### [Prompt]
Find and copy every line in the records that includes the string "boundary".

(Saved data entries)

- Opening Delimiter -

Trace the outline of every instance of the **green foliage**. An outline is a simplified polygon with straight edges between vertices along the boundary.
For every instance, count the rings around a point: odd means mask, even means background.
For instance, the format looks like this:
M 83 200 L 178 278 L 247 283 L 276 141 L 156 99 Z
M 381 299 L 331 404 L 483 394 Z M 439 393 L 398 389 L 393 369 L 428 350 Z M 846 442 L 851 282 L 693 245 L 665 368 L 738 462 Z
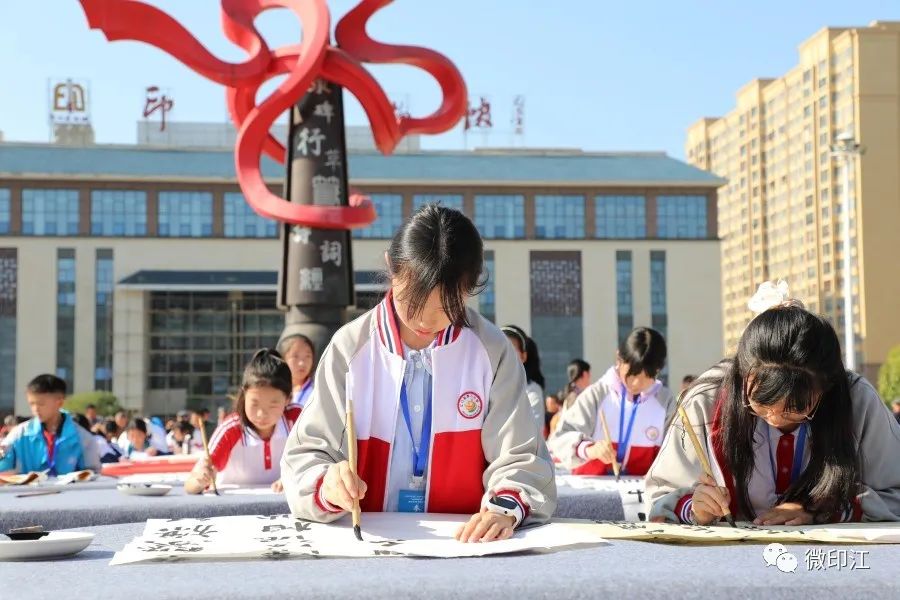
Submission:
M 66 398 L 63 408 L 72 413 L 84 414 L 84 409 L 88 404 L 97 407 L 97 414 L 102 417 L 111 417 L 121 410 L 119 401 L 113 396 L 112 392 L 84 392 L 82 394 L 72 394 Z
M 878 371 L 878 393 L 888 405 L 900 400 L 900 346 L 888 352 L 887 359 Z

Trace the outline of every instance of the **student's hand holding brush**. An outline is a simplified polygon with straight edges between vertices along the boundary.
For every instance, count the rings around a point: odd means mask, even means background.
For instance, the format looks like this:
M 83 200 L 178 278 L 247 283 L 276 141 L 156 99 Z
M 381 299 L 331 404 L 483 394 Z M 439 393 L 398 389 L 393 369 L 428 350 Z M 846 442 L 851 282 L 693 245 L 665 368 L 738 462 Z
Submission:
M 728 488 L 716 485 L 716 482 L 707 474 L 700 475 L 700 483 L 694 488 L 693 504 L 691 511 L 698 525 L 715 523 L 722 517 L 730 514 L 728 504 L 731 496 Z
M 353 510 L 353 501 L 366 497 L 366 482 L 354 475 L 346 460 L 328 467 L 322 480 L 322 495 L 332 506 L 347 512 Z

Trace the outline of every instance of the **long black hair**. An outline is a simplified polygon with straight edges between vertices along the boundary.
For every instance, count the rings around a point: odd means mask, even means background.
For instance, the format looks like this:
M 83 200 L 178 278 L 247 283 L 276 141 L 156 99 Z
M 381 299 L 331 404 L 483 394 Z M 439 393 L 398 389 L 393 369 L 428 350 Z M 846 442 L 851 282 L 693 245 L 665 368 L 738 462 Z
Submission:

- Closing Delimiter -

### [Exercise result]
Trace the outline of every instance of the **green foliage**. An outline is a simplified polygon with straight edges between vertices along the boundary.
Trace the outline of every instance of the **student's hand holding brush**. An outline is a simplified polygon with straight edges between vertices along the boundary.
Trace the outline of every instance of the **long black hair**. An outline is a simplified polygon with straight edges between vertices along the boundary.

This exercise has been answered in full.